→ AIM OF THE EXERCISE: In the material below, find each line with the word "long" and list it.

*** Opening of DATA PROVIDED ***

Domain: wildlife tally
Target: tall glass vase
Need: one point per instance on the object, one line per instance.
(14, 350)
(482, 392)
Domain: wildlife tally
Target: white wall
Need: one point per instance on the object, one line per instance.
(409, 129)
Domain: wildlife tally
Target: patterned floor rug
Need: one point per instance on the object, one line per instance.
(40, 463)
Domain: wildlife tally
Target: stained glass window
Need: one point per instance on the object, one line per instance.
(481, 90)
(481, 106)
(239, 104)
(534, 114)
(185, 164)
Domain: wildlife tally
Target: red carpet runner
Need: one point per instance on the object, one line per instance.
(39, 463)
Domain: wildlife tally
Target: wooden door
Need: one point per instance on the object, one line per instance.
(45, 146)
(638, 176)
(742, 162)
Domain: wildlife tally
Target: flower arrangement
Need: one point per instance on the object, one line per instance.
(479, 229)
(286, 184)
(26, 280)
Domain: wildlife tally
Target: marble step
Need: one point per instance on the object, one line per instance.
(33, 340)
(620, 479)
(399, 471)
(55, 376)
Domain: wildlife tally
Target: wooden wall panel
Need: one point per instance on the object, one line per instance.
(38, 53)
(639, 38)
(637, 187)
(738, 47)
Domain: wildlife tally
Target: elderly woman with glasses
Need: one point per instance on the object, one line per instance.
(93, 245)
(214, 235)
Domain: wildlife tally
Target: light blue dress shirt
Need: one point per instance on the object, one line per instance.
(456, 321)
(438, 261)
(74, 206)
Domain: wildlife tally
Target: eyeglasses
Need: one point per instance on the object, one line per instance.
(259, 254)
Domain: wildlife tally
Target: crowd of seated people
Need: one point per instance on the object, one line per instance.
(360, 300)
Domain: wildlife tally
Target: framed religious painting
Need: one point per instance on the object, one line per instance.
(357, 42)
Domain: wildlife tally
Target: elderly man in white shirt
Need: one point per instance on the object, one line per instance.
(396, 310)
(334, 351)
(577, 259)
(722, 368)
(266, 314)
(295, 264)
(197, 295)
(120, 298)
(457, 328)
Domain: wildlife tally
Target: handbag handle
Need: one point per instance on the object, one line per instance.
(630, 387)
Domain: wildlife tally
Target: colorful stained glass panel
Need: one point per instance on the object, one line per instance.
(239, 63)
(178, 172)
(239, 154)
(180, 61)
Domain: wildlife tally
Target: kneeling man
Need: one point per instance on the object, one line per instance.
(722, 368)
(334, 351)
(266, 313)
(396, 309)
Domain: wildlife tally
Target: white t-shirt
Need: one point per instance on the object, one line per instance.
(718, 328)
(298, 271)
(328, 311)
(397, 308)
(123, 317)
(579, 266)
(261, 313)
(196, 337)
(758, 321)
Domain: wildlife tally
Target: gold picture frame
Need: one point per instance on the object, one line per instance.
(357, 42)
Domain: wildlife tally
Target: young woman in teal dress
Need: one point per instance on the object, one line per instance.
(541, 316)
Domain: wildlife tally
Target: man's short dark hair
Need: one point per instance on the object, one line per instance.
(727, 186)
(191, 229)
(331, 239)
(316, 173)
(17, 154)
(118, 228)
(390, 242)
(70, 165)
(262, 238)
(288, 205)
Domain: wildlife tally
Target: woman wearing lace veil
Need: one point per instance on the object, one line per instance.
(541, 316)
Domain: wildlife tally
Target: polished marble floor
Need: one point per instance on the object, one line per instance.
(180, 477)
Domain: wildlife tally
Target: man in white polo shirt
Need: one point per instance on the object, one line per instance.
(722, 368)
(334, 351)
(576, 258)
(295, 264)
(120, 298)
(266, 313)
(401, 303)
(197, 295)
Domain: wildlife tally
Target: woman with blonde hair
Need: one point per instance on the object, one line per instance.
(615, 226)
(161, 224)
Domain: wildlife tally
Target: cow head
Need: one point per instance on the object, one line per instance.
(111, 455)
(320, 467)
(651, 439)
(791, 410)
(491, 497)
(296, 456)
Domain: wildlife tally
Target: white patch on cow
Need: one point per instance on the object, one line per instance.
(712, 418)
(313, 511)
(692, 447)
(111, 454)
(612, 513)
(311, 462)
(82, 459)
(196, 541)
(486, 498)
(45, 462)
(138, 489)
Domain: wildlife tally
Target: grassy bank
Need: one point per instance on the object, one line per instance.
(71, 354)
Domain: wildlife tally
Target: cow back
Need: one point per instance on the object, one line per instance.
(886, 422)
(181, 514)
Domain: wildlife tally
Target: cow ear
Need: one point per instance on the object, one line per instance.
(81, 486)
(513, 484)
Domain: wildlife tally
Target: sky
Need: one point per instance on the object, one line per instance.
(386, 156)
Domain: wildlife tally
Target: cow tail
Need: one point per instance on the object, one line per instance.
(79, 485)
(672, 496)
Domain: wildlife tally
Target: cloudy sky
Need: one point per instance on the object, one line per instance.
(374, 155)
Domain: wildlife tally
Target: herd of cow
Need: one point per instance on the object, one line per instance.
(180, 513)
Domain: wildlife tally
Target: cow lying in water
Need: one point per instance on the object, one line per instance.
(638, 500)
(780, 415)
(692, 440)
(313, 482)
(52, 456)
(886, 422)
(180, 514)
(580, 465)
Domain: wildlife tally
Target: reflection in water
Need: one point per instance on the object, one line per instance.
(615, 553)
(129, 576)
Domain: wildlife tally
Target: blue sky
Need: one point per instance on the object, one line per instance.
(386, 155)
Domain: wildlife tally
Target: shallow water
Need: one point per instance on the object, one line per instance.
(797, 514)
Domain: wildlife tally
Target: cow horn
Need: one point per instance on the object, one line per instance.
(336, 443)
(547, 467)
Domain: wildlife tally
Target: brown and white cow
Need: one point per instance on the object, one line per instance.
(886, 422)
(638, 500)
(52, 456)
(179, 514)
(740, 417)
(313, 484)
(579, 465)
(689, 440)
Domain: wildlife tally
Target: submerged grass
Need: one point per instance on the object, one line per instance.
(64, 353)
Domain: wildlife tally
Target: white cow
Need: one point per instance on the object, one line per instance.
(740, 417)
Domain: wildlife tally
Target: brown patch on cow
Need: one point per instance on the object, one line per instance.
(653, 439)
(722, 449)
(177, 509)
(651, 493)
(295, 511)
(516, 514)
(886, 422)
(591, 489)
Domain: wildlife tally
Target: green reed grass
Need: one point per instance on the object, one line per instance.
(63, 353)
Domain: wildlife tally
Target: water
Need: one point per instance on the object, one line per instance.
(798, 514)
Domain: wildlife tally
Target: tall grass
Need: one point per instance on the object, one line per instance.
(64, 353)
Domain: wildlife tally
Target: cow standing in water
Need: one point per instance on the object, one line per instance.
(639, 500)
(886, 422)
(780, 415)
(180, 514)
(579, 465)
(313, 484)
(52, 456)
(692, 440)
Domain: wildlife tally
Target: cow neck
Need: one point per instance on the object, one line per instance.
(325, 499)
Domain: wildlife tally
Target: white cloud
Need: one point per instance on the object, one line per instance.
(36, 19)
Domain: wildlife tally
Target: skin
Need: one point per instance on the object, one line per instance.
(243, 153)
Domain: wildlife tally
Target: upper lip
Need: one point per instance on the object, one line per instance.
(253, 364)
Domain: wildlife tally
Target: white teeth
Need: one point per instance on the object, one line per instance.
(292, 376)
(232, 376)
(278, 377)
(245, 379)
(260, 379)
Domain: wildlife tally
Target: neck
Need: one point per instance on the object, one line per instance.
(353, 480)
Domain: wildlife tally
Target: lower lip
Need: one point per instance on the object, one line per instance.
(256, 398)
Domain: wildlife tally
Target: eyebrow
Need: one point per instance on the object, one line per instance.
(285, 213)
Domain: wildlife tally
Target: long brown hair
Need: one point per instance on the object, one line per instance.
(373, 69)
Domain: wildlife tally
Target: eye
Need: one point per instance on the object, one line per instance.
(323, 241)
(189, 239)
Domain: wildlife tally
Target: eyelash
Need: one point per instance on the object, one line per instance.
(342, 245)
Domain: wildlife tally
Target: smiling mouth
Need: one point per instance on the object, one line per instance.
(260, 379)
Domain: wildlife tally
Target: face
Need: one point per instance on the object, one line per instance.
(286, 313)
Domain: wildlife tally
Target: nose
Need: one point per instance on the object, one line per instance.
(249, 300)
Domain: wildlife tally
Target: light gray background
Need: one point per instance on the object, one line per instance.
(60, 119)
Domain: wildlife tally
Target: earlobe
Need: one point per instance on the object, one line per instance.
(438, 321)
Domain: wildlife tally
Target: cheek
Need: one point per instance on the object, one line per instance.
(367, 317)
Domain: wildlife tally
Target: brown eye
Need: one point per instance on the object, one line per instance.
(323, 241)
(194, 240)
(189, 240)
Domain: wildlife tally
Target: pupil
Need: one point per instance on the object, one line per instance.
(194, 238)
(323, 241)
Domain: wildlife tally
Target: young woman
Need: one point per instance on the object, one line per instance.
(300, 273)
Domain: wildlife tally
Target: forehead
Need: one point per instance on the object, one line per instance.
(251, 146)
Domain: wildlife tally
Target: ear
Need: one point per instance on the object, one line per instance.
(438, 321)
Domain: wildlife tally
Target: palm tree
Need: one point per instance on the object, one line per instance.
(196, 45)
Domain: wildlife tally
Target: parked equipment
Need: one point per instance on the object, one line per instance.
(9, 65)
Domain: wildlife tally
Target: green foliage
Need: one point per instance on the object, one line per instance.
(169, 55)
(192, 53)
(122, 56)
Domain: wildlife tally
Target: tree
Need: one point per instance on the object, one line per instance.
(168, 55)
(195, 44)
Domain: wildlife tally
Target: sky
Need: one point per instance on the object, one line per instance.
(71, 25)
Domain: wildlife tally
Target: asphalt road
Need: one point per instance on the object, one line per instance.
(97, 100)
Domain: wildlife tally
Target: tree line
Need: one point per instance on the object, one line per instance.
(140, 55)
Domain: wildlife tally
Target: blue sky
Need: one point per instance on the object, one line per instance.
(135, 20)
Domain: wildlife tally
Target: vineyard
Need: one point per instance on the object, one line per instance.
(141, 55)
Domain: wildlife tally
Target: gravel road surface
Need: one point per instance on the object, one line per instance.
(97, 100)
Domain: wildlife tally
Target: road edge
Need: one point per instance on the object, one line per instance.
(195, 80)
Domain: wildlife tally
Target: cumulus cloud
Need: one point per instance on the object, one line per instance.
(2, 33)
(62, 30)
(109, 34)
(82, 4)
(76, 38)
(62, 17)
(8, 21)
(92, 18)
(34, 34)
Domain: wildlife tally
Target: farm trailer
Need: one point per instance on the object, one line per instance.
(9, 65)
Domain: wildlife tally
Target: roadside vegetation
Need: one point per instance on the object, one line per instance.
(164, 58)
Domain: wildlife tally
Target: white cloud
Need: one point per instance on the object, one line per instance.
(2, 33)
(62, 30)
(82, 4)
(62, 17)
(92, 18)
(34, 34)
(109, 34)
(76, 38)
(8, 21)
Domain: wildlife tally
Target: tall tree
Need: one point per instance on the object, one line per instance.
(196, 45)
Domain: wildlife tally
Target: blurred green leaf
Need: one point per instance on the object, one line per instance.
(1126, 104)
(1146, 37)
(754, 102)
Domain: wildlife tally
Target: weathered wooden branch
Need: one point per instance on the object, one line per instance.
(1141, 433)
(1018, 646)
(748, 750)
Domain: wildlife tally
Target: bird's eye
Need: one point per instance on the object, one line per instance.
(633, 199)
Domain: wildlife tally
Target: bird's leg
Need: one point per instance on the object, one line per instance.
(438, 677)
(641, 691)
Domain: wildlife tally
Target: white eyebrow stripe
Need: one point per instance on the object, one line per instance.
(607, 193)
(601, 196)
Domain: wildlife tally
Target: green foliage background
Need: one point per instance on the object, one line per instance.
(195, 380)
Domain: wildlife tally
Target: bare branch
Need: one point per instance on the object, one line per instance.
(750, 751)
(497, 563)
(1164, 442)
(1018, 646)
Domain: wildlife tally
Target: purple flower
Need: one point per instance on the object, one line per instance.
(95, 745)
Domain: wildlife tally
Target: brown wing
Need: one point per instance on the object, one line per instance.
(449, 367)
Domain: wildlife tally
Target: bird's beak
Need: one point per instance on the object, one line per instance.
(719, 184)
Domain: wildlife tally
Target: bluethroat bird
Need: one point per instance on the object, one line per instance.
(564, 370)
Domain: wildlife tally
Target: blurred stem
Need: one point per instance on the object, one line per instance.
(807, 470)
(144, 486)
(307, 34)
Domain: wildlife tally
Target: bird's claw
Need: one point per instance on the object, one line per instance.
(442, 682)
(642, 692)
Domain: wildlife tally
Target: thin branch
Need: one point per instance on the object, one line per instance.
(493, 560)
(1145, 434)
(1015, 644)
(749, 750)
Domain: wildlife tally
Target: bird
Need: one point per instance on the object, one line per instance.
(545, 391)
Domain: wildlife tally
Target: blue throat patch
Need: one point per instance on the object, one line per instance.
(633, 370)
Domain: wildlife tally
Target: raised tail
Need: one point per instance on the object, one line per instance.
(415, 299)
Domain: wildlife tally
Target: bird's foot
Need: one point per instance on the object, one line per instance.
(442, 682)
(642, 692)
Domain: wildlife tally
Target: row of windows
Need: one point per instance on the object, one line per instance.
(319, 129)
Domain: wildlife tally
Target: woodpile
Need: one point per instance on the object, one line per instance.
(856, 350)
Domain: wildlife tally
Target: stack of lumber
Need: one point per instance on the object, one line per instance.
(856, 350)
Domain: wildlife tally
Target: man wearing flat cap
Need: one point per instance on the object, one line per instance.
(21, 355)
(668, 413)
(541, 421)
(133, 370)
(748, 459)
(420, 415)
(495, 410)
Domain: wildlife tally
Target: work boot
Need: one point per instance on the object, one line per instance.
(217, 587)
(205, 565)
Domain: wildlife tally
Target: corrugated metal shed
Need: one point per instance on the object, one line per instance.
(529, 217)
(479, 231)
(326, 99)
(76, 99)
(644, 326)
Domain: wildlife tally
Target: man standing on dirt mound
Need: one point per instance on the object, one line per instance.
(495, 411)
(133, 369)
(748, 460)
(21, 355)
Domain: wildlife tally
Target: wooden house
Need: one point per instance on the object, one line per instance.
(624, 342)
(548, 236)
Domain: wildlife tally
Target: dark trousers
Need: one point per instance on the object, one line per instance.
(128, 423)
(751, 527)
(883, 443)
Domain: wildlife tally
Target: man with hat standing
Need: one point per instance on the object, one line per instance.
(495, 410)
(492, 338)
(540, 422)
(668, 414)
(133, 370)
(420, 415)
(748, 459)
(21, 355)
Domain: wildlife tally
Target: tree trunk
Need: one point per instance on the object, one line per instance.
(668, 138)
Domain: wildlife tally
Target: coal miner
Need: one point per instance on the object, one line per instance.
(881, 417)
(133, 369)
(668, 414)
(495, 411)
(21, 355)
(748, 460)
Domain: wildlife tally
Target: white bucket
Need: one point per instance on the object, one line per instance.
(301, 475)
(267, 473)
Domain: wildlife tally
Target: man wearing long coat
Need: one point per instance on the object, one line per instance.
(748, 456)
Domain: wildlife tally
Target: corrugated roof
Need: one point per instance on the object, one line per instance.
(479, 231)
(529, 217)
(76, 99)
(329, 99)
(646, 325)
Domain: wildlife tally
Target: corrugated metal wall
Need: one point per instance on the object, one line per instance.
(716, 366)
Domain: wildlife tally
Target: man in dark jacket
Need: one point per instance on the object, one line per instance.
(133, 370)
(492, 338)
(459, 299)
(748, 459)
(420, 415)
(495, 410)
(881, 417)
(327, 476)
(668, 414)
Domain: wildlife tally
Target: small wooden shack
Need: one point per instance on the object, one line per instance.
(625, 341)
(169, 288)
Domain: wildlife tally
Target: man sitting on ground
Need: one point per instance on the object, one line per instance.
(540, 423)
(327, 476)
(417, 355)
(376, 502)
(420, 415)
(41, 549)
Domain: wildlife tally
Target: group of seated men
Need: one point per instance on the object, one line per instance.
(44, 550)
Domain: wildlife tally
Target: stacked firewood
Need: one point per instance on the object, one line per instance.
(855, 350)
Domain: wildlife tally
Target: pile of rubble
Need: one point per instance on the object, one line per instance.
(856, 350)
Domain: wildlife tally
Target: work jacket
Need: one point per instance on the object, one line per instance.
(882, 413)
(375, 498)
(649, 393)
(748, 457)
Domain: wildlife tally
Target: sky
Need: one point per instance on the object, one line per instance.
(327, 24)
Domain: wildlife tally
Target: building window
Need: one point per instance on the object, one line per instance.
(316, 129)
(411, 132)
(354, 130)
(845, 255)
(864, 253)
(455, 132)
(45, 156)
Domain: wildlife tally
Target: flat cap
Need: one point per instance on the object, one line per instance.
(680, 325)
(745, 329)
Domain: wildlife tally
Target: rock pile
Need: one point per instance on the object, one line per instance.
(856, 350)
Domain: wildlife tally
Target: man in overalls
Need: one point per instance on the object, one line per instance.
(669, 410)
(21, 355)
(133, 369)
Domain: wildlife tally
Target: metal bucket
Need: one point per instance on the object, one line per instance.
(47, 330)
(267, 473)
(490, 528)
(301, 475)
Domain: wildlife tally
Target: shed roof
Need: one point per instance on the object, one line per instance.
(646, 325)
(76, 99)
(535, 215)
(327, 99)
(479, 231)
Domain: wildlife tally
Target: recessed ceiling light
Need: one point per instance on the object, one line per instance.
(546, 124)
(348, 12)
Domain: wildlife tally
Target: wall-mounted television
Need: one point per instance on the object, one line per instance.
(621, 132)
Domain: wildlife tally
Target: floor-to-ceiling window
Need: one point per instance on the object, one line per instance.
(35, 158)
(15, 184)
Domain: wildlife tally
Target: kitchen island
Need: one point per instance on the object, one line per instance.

*** Close of DATA PROVIDED ***

→ SOLUTION TO THIS TASK:
Target: long brown hair
Target: man wearing long coat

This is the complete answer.